- **Your objective**: This task requires every entry to be set down again exactly.

-------- Dataset entries --------

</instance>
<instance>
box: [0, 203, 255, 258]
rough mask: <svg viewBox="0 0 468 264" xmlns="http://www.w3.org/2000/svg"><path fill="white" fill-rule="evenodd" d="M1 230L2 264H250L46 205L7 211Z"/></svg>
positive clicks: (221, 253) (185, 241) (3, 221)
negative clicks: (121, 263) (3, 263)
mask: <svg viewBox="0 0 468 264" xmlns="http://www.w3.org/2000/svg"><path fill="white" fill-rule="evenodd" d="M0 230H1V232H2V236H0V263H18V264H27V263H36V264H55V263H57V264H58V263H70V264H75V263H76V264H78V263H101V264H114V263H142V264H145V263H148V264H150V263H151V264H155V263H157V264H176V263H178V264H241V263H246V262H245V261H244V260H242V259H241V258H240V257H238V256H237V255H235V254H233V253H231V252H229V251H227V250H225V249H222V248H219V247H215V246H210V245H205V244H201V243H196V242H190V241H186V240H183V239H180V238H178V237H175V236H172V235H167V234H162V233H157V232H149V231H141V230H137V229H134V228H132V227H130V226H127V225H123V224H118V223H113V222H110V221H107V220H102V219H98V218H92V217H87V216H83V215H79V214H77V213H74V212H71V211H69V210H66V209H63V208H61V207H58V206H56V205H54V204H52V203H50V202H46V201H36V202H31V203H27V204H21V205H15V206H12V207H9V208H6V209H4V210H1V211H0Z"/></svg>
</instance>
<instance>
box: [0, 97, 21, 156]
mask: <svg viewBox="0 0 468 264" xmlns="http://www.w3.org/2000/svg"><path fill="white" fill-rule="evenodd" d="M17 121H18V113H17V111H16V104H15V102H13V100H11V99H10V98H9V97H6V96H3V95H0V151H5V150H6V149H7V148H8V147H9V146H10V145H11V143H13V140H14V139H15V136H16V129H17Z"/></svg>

--------

- **Response area**:
</instance>
<instance>
box: [0, 203, 255, 258]
rough mask: <svg viewBox="0 0 468 264" xmlns="http://www.w3.org/2000/svg"><path fill="white" fill-rule="evenodd" d="M1 230L2 264H250L46 205L7 211Z"/></svg>
positive clicks: (221, 253) (185, 241) (3, 221)
negative clicks: (121, 263) (3, 263)
mask: <svg viewBox="0 0 468 264" xmlns="http://www.w3.org/2000/svg"><path fill="white" fill-rule="evenodd" d="M0 230H1V232H2V236H0V263H18V264H27V263H36V264H55V263H57V264H58V263H70V264H75V263H76V264H78V263H101V264H114V263H142V264H145V263H148V264H150V263H151V264H155V263H157V264H176V263H178V264H241V263H246V262H245V261H244V260H242V259H241V258H240V257H238V256H237V255H235V254H233V253H231V252H229V251H227V250H225V249H222V248H219V247H215V246H210V245H205V244H201V243H196V242H190V241H186V240H183V239H180V238H178V237H175V236H172V235H167V234H162V233H157V232H149V231H141V230H137V229H134V228H132V227H130V226H127V225H123V224H118V223H113V222H110V221H107V220H102V219H98V218H92V217H87V216H83V215H79V214H77V213H74V212H71V211H69V210H66V209H63V208H61V207H58V206H56V205H54V204H52V203H50V202H46V201H36V202H31V203H27V204H21V205H15V206H12V207H9V208H6V209H4V210H1V211H0Z"/></svg>
</instance>
<instance>
box: [0, 97, 21, 156]
mask: <svg viewBox="0 0 468 264" xmlns="http://www.w3.org/2000/svg"><path fill="white" fill-rule="evenodd" d="M17 121H18V113H17V111H16V104H15V102H13V100H11V99H10V98H9V97H6V96H3V95H0V151H5V150H6V149H7V148H8V147H9V146H10V145H11V143H13V140H14V139H15V136H16V129H17Z"/></svg>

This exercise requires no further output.